● **What the exercise asks**: Lay out each line of the material below as a JSON list of strings, one string per line, skipping blank lines and leaving out the pictures.

(Image region labeling entries)
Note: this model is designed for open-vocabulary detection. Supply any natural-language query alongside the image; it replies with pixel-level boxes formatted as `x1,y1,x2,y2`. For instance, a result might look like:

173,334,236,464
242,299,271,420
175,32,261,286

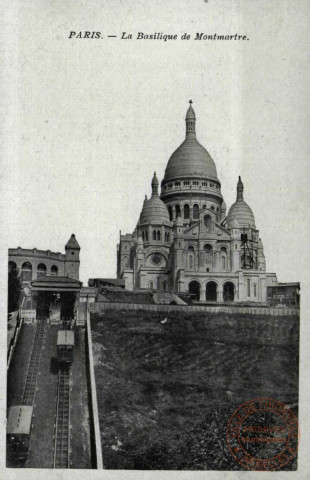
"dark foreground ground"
7,325,94,469
92,311,299,470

● **Task solution**:
[
  "Note: this model is designed for open-vocabulary detection. Supply any natural-language query alongside the image; it replies with pixel-level boxes formatted as `x1,y1,x2,y2`. For instance, a result might look like:",
  "173,334,236,464",
  "242,299,271,420",
  "175,32,261,286",
  "\"dark foreground ground\"",
  "7,325,94,469",
  "92,311,299,470"
]